**WHAT IS BEING ASKED**.
Print the rows below verbatim, starting at the line that contains "Target: white marble countertop" and ending with the final line of the rows, with both ends included. Omit the pictures.

=== GIVEN RECORDS ===

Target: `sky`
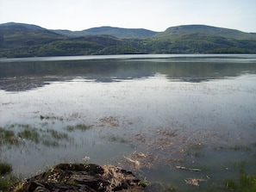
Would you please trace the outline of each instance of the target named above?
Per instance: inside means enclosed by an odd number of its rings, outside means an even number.
[[[72,31],[203,24],[256,32],[256,0],[0,0],[0,23],[9,22]]]

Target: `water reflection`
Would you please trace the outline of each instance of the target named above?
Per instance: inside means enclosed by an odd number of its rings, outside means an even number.
[[[209,79],[255,73],[252,56],[227,59],[218,56],[130,59],[47,60],[0,63],[0,89],[25,91],[55,81],[74,78],[111,83],[145,78],[160,73],[171,81],[199,83]]]

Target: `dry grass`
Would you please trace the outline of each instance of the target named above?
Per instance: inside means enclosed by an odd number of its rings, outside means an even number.
[[[205,182],[206,180],[200,179],[200,178],[189,178],[187,180],[185,179],[184,181],[185,181],[186,184],[199,187],[199,182]]]

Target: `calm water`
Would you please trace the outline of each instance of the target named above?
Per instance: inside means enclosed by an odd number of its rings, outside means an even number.
[[[0,106],[0,158],[24,177],[84,156],[181,191],[255,174],[256,55],[2,59]]]

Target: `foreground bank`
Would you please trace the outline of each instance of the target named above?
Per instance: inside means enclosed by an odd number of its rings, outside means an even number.
[[[113,165],[59,164],[21,182],[16,192],[34,191],[145,191],[131,171]],[[144,186],[144,187],[143,187]]]

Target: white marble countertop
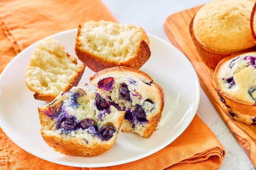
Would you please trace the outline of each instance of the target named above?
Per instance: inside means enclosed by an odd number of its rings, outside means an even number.
[[[140,26],[148,33],[170,42],[164,30],[165,19],[172,14],[205,4],[209,0],[102,0],[120,22]],[[201,89],[197,115],[213,132],[226,150],[219,169],[255,169],[243,149]]]

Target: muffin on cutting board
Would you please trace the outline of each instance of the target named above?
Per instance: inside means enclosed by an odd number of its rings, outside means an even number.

===

**ANSWER TO THIS EXERCISE**.
Target: white marble countertop
Would you please trace the outline of each instance of the target named above?
Per instance: inside means enclosed by an odd number of its rings, outside means an even number.
[[[140,26],[148,33],[170,42],[164,30],[165,19],[172,14],[205,4],[209,0],[102,0],[120,22]],[[201,89],[197,115],[213,132],[226,150],[219,169],[255,169],[243,149]]]

Target: muffin on cutting board
Would you please trace the outline of each instance of the target named above?
Per instance: inside means enclosed by an odd number of its rings, outside means an even number.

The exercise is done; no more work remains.